>> start Recorded information

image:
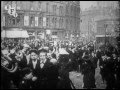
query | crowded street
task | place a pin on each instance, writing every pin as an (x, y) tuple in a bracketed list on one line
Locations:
[(60, 45)]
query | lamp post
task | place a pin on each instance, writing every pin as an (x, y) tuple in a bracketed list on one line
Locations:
[(105, 25)]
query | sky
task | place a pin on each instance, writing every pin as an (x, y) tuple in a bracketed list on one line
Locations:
[(87, 4)]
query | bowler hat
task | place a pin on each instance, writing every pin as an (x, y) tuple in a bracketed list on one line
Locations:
[(33, 50)]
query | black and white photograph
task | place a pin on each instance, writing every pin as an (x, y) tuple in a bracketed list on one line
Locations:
[(60, 45)]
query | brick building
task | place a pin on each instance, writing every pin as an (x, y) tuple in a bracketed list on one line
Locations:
[(62, 17), (94, 19)]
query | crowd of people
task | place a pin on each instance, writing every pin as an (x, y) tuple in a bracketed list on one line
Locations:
[(40, 65)]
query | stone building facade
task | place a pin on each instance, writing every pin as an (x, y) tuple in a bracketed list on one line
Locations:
[(94, 19), (62, 17)]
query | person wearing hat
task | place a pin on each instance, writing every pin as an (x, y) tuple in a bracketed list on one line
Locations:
[(87, 71), (25, 79), (34, 65), (48, 73)]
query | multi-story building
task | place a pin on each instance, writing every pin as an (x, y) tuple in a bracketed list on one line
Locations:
[(61, 17), (95, 19)]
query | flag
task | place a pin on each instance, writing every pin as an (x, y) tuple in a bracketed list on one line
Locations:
[(44, 21), (36, 21), (26, 20)]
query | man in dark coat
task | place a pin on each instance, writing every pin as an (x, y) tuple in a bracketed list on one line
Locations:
[(48, 72), (87, 71), (64, 69)]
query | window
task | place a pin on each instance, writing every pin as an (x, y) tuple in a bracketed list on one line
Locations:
[(40, 21), (54, 9), (47, 21), (32, 21), (18, 19), (54, 33), (55, 22), (62, 22), (67, 10), (60, 10), (66, 23), (47, 7)]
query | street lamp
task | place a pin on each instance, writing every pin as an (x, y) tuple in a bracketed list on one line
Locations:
[(105, 25)]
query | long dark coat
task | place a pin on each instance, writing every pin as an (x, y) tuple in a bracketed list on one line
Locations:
[(87, 70), (48, 76)]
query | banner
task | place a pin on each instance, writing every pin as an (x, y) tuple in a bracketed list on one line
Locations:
[(44, 21), (36, 21), (26, 20), (12, 11), (3, 21)]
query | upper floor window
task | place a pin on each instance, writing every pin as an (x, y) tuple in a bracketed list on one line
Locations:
[(60, 10), (31, 20), (54, 9)]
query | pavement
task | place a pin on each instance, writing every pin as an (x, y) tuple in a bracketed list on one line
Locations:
[(77, 79)]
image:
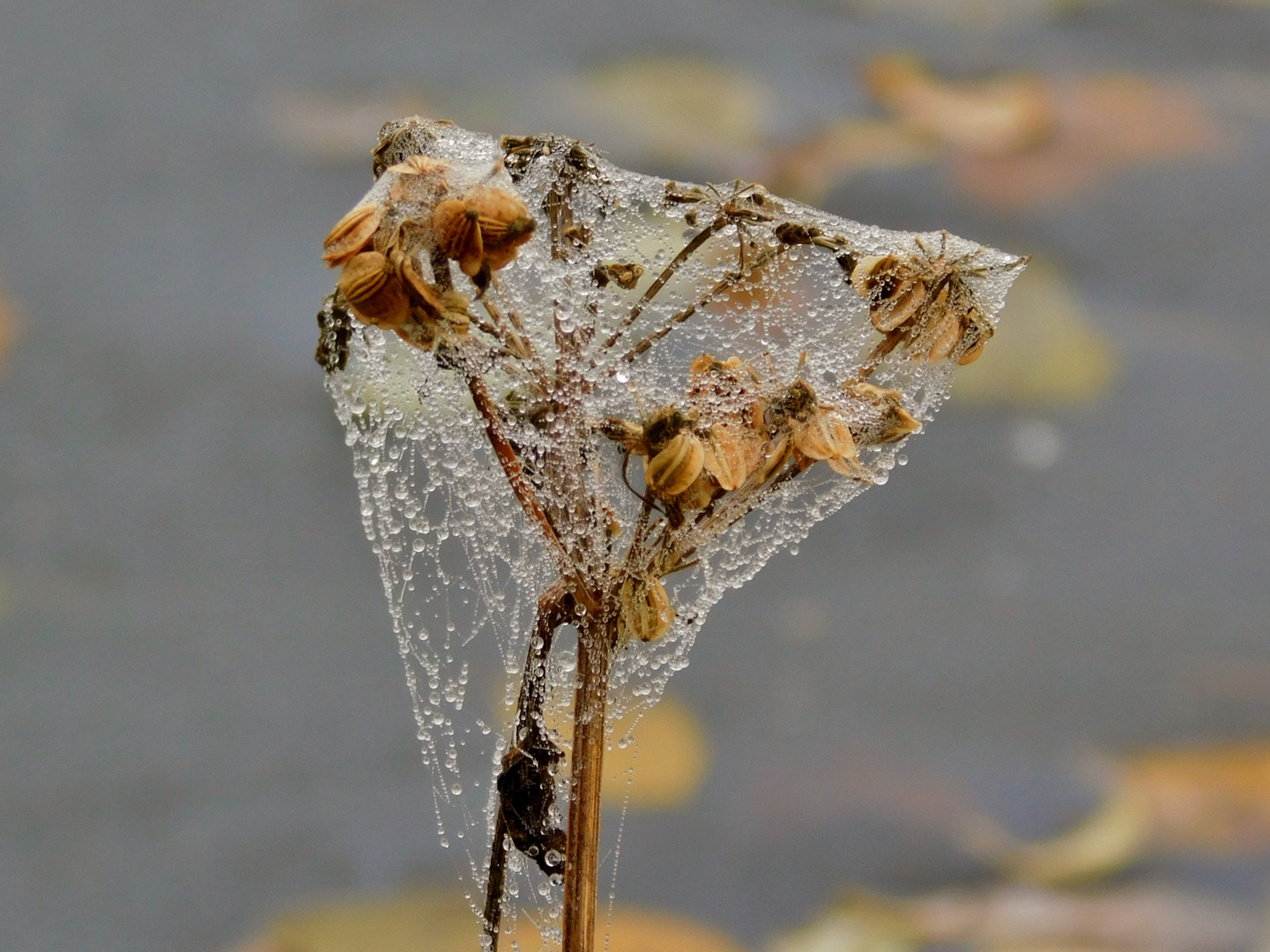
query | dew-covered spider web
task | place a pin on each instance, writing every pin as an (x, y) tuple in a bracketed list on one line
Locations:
[(844, 338)]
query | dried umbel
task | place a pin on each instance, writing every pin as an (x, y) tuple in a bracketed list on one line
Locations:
[(615, 398)]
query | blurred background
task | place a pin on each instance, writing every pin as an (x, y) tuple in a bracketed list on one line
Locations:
[(1056, 615)]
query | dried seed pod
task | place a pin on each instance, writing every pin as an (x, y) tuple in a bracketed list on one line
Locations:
[(374, 290), (733, 451), (622, 275), (893, 289), (458, 234), (824, 436), (351, 234), (674, 468), (484, 227), (699, 495), (647, 610), (925, 301), (973, 337)]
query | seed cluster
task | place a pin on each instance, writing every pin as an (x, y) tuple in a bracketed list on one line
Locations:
[(427, 220)]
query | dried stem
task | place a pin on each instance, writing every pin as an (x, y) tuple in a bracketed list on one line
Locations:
[(582, 857), (725, 284), (687, 252)]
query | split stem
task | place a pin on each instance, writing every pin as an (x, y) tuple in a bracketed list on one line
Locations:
[(582, 856)]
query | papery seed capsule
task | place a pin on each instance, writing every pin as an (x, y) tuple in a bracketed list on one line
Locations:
[(974, 337), (733, 453), (674, 468), (458, 234), (878, 414), (647, 610), (374, 291), (699, 495), (351, 234)]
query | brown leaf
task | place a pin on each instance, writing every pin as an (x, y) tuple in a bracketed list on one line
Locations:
[(440, 920), (1102, 123)]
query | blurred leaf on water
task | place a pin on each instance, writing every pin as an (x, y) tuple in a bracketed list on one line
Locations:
[(1102, 125), (1146, 918), (683, 112), (334, 129), (441, 920), (1048, 350), (657, 762), (1212, 801)]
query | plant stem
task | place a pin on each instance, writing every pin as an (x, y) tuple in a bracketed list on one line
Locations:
[(582, 857)]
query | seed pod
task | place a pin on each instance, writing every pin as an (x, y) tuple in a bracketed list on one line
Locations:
[(647, 610), (878, 414), (674, 468), (486, 227), (732, 454), (699, 495), (374, 291), (974, 337), (351, 234)]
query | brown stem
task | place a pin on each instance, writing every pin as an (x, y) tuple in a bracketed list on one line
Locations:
[(582, 856)]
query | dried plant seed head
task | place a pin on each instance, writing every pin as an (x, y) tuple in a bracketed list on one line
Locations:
[(733, 451), (878, 414), (647, 610), (374, 291), (824, 435), (663, 426), (676, 466), (974, 337), (699, 495), (351, 234), (420, 181), (458, 234)]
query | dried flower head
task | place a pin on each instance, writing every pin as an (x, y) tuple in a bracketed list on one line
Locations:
[(500, 420)]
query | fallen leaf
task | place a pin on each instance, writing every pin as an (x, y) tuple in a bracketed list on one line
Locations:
[(1201, 800), (333, 129), (441, 920), (1102, 123), (808, 169), (1015, 917), (1049, 353), (992, 117), (11, 325)]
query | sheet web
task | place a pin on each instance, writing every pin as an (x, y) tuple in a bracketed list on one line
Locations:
[(844, 338)]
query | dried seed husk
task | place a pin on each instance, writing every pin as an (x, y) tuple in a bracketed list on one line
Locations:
[(647, 610), (823, 436), (974, 337), (458, 234), (733, 451), (374, 291), (504, 221), (351, 234), (699, 495), (676, 468)]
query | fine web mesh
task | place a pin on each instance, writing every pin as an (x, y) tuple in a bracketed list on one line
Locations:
[(463, 564)]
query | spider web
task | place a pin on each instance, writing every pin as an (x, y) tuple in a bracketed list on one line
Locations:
[(464, 569)]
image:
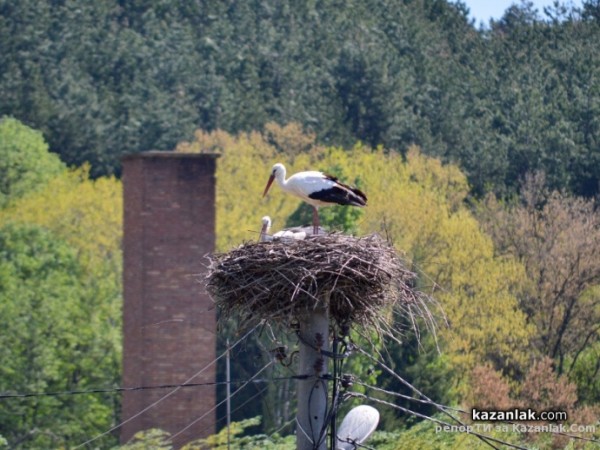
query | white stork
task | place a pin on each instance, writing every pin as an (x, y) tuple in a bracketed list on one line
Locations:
[(264, 231), (287, 235), (316, 189)]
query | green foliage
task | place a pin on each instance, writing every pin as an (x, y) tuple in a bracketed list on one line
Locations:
[(60, 295), (238, 439), (585, 370), (153, 439), (25, 163), (105, 78), (46, 344)]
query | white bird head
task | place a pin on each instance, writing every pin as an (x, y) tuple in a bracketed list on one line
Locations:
[(277, 173), (266, 221)]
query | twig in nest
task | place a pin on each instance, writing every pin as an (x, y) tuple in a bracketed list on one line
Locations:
[(362, 279)]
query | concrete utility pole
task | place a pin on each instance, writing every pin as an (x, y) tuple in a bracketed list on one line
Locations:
[(311, 431)]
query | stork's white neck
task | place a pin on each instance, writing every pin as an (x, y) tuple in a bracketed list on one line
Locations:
[(280, 172)]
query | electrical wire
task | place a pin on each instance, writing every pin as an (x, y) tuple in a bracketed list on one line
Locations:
[(152, 405), (221, 402)]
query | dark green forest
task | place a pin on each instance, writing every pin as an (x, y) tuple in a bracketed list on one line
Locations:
[(399, 97), (101, 79)]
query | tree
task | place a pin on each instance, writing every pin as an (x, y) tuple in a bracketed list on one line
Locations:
[(25, 162), (61, 300), (557, 239), (419, 204), (45, 344)]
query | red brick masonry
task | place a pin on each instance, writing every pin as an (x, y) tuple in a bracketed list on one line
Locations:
[(169, 322)]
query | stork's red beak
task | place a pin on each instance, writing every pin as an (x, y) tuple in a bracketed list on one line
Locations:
[(269, 183)]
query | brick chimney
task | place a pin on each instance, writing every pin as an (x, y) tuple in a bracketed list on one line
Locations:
[(169, 323)]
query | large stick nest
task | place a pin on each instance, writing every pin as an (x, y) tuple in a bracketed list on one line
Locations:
[(358, 279)]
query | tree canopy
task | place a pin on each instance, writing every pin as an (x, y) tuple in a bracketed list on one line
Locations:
[(101, 79)]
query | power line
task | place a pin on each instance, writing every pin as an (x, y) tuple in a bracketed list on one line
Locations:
[(140, 388), (164, 397)]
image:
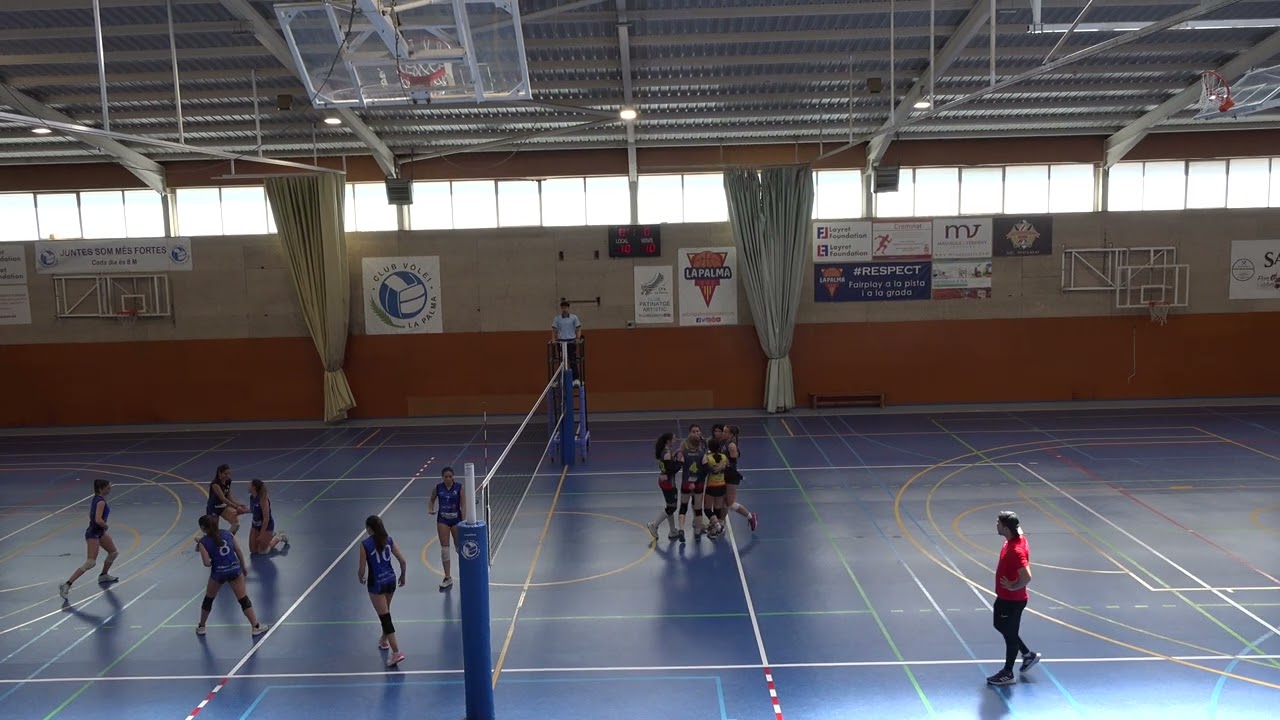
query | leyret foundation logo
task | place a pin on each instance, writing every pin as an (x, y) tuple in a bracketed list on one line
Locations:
[(707, 269)]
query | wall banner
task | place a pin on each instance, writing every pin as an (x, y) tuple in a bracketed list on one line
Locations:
[(903, 241), (103, 256), (1016, 236), (13, 263), (961, 238), (871, 282), (1255, 269), (402, 295), (708, 286), (841, 241), (656, 302)]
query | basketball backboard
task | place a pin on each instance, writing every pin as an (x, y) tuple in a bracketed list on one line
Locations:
[(384, 53), (1257, 91)]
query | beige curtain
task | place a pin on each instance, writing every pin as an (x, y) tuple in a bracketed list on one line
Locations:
[(309, 217)]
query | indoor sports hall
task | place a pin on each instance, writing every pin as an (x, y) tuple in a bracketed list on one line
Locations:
[(634, 359)]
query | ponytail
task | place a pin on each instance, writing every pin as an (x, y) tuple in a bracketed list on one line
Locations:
[(374, 524)]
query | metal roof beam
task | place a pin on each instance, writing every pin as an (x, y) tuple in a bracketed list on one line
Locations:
[(1128, 137), (950, 53), (274, 44), (145, 168)]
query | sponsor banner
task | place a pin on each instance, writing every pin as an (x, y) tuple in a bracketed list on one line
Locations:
[(961, 279), (844, 241), (402, 295), (656, 302), (1255, 269), (708, 286), (871, 282), (13, 264), (961, 238), (14, 305), (97, 256), (903, 241), (1022, 235)]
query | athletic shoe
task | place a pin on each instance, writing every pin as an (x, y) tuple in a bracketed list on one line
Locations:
[(1002, 678)]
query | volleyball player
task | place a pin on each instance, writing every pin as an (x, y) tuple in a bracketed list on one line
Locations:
[(448, 495), (96, 537), (691, 481), (263, 537), (732, 478), (225, 563), (220, 501), (716, 464), (664, 452), (375, 557)]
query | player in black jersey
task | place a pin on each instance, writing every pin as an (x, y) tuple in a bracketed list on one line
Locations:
[(668, 465)]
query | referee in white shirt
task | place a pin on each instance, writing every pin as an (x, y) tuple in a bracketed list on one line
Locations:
[(567, 328)]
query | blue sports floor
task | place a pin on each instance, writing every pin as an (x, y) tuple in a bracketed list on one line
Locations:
[(865, 592)]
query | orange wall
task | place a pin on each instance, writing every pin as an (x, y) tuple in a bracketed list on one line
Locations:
[(1043, 359)]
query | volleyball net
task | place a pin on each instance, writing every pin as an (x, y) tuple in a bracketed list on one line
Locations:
[(506, 484)]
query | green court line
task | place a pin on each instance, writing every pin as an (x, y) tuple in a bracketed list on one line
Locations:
[(1037, 491), (826, 532)]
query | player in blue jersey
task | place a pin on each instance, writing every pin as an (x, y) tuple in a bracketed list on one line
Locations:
[(263, 537), (375, 563), (225, 563), (664, 452), (734, 478), (96, 537), (220, 501), (448, 493)]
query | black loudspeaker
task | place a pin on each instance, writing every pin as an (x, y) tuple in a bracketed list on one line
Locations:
[(400, 191), (885, 178)]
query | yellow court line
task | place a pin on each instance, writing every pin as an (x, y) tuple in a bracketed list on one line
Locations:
[(1028, 447), (650, 548), (529, 579)]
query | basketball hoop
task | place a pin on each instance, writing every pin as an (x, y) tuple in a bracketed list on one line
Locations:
[(1159, 311), (1215, 92)]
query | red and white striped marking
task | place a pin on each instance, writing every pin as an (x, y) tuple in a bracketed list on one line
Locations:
[(209, 697), (773, 695)]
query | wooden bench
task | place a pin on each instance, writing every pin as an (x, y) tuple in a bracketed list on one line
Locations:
[(845, 399)]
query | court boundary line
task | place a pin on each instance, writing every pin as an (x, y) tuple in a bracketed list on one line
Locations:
[(1153, 551), (643, 668)]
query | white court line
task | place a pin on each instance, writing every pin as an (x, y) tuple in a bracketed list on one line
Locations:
[(635, 669), (48, 516), (1157, 554), (746, 592), (342, 556)]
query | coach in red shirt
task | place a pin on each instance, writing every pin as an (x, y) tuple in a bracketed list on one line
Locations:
[(1013, 575)]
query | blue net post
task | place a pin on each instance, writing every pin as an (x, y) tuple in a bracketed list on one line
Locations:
[(474, 586), (568, 423)]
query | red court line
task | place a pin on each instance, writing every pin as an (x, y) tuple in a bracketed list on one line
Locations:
[(208, 697), (1127, 493), (773, 695)]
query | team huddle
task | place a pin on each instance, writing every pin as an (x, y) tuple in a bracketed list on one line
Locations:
[(708, 481), (222, 554)]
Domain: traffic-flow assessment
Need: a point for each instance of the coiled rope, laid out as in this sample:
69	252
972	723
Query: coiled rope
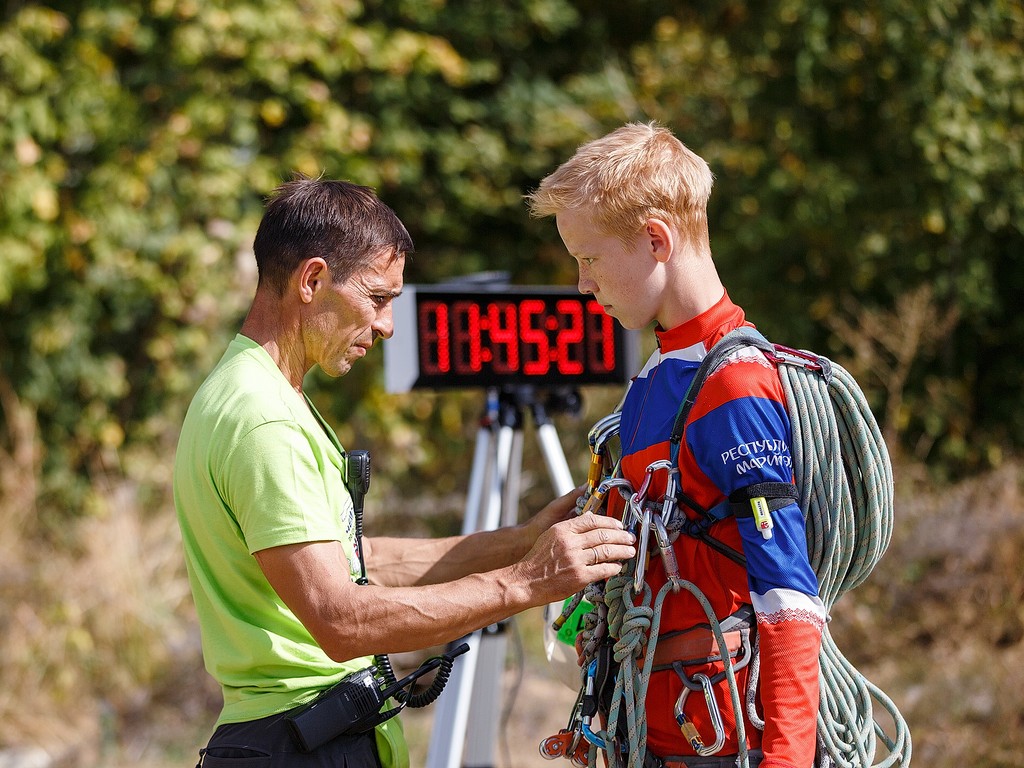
846	495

>> end Recorded information

Rescale the listing from the line with "query | flag" up to and including the line with "[(615, 398)]", and give only those lines. Repeat the requests as they are, multiply each point coordinate in the answers by 2.25, round to whole numbers with halves going up, and leave the pictures out.

query | flag
task | place a pin on each instance, writing every pin as an (x, y) tuple in a bracketed list on one line
Locations:
[(99, 47), (81, 47), (59, 45)]
query | man in dark coat
task | place a pin on each instance, writing every pin as an (x, y) tuple in a bracketed list on one line
Locations:
[(108, 162), (196, 160), (144, 155)]
query | window
task | place a pin on each instance, writing every pin as an (x, y) tuple in a bracketed list on one line
Locations:
[(90, 47), (122, 20), (106, 47), (72, 47), (41, 43), (122, 74), (124, 50), (140, 50), (151, 23), (135, 23), (149, 52), (106, 16)]
query | street lamp
task | place a pin on each instance, writing every pin as an (x, y) tuple in a bracketed list on one line
Locations:
[(236, 56)]
query | long dark coat
task | place a pin on each instance, writing every pin as an (x, y) tuple in a bracketed list on one line
Locations:
[(196, 158), (108, 171)]
query | banner
task | place a pin on each instance, writing every pin as an (x, y) tuple in a bracketed list on one line
Locations:
[(99, 47), (81, 47), (59, 45), (27, 25), (7, 47)]
query | upper floor window
task | place a pin on each instance, writing every pin as an (x, y) tuple in a bracketed list on one line
Locations:
[(135, 23), (70, 45), (122, 20)]
query | pavement
task | place a pin on each instance, writing every pin as an (x, y) tuple in a bracketed list on one line
Locations:
[(173, 178)]
image:
query | dew-covered spider web
task | place a pin on each instance, writing every pin as an (x, y) tuple in a bracketed list on one line
Locations:
[(1899, 761)]
query | dried umbel
task | place a pin on each instance, writing every pin as an (x, y) tuple in a bracketed list on one line
Locations:
[(1384, 896)]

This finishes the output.